Print the entries verbatim, leaving out the images they contain.

Provided records:
* Begin *

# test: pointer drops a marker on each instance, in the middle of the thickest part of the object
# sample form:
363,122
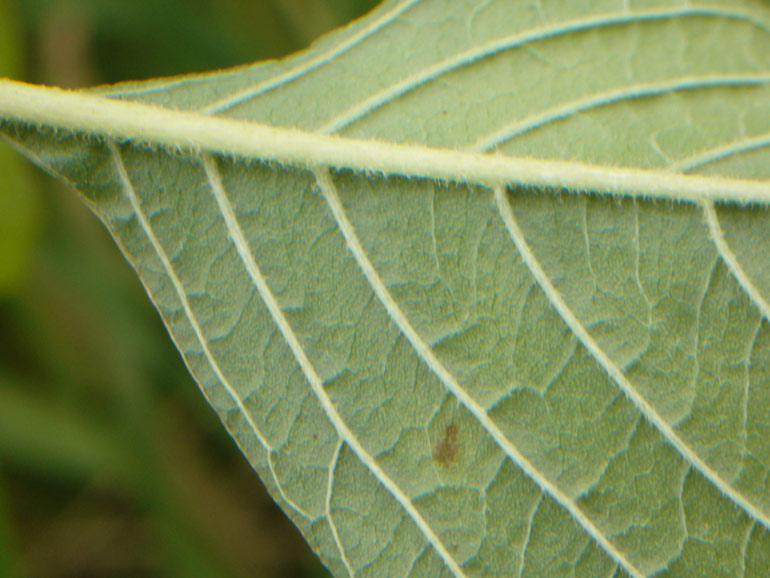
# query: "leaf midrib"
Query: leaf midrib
154,126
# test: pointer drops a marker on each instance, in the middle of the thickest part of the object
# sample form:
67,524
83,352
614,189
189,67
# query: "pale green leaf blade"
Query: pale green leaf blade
462,363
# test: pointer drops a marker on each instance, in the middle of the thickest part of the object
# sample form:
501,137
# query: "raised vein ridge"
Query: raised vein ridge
193,132
346,434
130,194
449,381
494,47
649,412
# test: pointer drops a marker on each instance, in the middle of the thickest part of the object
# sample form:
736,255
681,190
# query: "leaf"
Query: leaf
480,288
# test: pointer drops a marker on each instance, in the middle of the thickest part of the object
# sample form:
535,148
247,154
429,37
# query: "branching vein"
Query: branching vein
133,199
426,354
143,124
649,412
476,54
238,239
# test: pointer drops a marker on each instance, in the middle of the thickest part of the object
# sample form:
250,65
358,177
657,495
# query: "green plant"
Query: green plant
547,360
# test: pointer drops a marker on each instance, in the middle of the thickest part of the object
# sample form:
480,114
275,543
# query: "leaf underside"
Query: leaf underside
440,378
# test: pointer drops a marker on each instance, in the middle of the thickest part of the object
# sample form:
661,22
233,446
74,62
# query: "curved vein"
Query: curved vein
717,236
303,68
329,486
615,96
580,331
177,130
425,353
722,152
238,239
128,189
473,55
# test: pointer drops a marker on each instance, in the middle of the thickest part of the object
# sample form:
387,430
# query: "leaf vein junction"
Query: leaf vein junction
425,353
346,434
473,55
130,193
611,368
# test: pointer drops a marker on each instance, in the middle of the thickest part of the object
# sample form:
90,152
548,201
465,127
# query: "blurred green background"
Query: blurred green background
111,462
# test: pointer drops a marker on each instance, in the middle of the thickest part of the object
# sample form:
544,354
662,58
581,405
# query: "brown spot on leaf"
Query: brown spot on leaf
447,449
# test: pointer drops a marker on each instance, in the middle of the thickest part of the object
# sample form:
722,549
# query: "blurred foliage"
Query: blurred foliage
111,462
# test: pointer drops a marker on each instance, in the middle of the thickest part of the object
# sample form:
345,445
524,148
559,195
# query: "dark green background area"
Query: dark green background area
111,462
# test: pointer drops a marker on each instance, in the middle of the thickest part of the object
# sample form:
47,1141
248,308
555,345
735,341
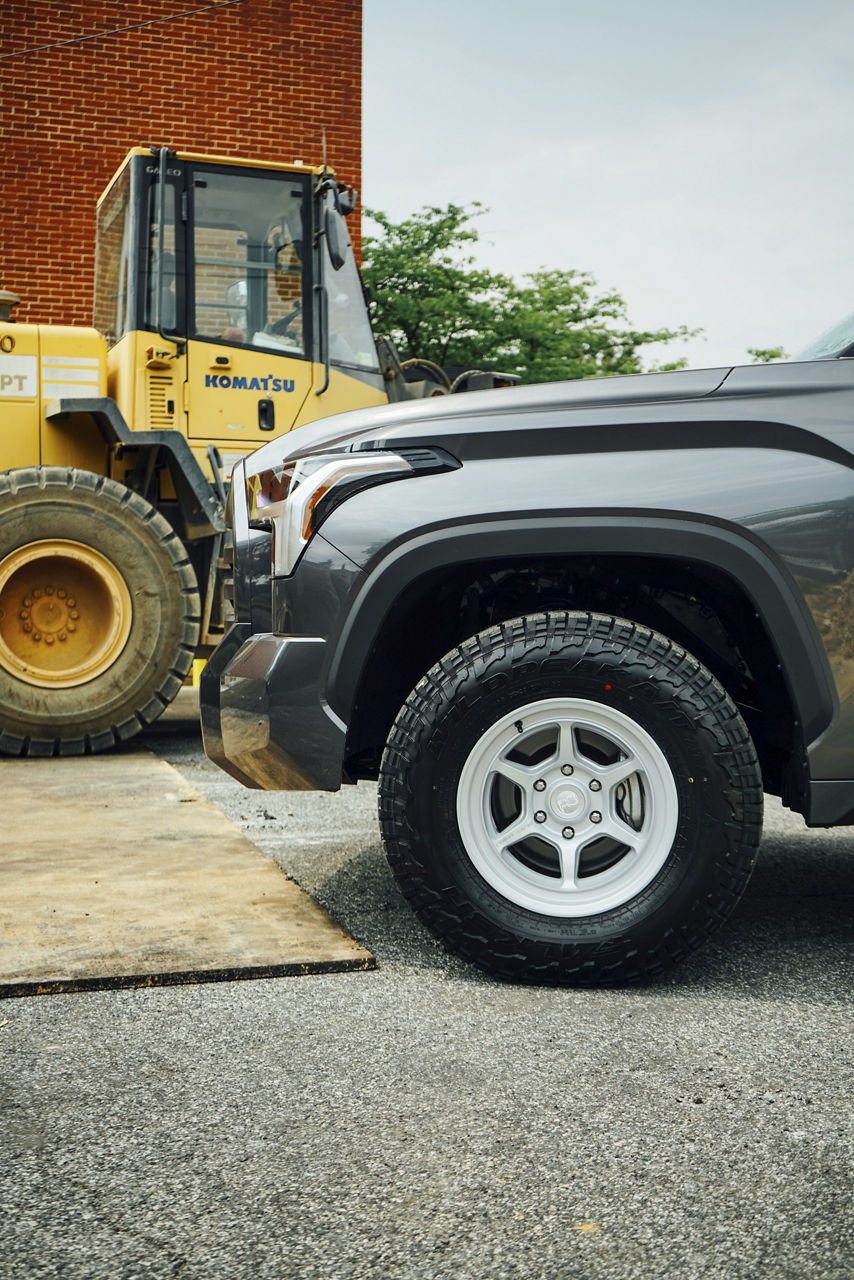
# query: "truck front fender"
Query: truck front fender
743,557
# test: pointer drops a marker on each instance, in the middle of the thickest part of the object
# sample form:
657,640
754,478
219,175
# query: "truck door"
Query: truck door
249,287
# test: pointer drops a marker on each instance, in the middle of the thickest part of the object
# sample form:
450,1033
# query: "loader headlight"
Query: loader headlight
293,499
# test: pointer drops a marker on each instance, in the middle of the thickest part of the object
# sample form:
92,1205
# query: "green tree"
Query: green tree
428,293
432,298
560,324
765,355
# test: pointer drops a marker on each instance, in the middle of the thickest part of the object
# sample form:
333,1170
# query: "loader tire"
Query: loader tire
99,612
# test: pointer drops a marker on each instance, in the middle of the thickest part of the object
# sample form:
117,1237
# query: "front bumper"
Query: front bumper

* End *

Completed exercise:
# test: pointer drops a marker on each instance, in the middle of the thickest part of the object
# sample form:
363,122
# query: "leaf midrib"
Query: leaf midrib
154,126
# test: pointer drops a marker on each instance, in the middle of the thickest part of the object
# sample form:
67,524
83,352
614,189
189,67
# query: "pale green leaf blade"
Query: pale green leaf blade
462,363
# test: pointer drops a marker on each instance, in the middle of the thickest part of the object
# sample form:
501,137
# query: "raised vein ridge"
Query: raised vein ridge
193,132
346,434
130,194
449,381
494,47
649,412
# test: pointer drops a marker on each instance, in the middle of the thickest part of the object
# sample form:
736,255
681,190
# query: "leaf"
Query: leaf
480,288
# test: pointer drops a marker on each instance, in the middle of the thickest part of the object
# sample form:
535,148
247,154
429,37
# query: "branching vein"
Query: branching vein
133,199
426,354
143,124
649,412
476,54
238,239
# test: pointer drops a marker on each instance, in the middle of the thickest part of the object
# sample form:
250,65
358,177
657,495
# query: "green plant"
Query: green plant
547,360
# test: pointer drops a marker on each instance, in the middle of the thickest part of the object
# sample form:
480,114
275,543
# query: "leaf underside"
Query: leaf underside
440,378
# test: pointer drops a marker on each instance, in the middle of the thickest part of the object
# sample form:
661,22
233,446
74,62
# query: "curved vein"
Query: curved vein
717,236
303,68
329,486
615,96
580,331
177,130
425,353
722,152
238,239
128,189
473,55
# test: pointer drops a marker on each instance, in the middle of the thickest part of the object
# sample form:
387,430
# query: "leaf vein junction"
Query: leaf vein junction
425,353
346,434
473,55
130,193
611,368
# test: pointer drops a marker on each instance, in the middle of the thickest part of the object
# sample form:
90,152
548,201
465,127
# query: "blurred green background"
Query: blurred green background
111,462
# test: pointer drops a marker on each instance, in the middle of the thickest part of the object
# sample form:
544,354
662,58
581,405
# query: "brown spot on leaf"
Query: brown spot on leaf
447,449
# test: pointer drops a marker on each instance, in the middle of the thickest part of the object
# sample form:
722,549
# query: "blurred foliage"
Query: blurred foliage
111,462
# test: pointer drops a marker on each instance, in the middle of the thickest part of the object
# sample form:
345,445
524,148
559,195
# query: "dark green background area"
Query: dark green background area
111,462
# test: pointer drops a marker on each instance, in the middle of the thickest part of the object
# sample form:
47,1141
248,308
555,345
735,341
# query: "truck front fender"
Query: truck front fender
743,557
# test: pointer drops a marker on each instance, in the middle of the thickest part of the object
# sample form:
657,640
754,478
219,175
# query: "truck door"
Query: truck door
249,287
# test: pointer drops a marker on each instance, in the middle of the thickest part of the object
# sample form:
450,1033
# query: "loader headlight"
Query: loader headlight
293,499
# test: pointer drops a marker on each instance, in the middle of the thickest part of the object
# sample form:
92,1205
# query: "green tree"
Query: green tree
428,293
432,298
560,324
765,355
# test: pointer drops a marker on each instance, in the middle of the thickest part of the object
# sample form:
333,1170
# query: "loader tire"
Query: loader tire
99,612
# test: pointer drops a marker on each instance, in the middle of the thickest part of the object
# sample form:
117,1237
# query: "front bumper"
Query: front bumper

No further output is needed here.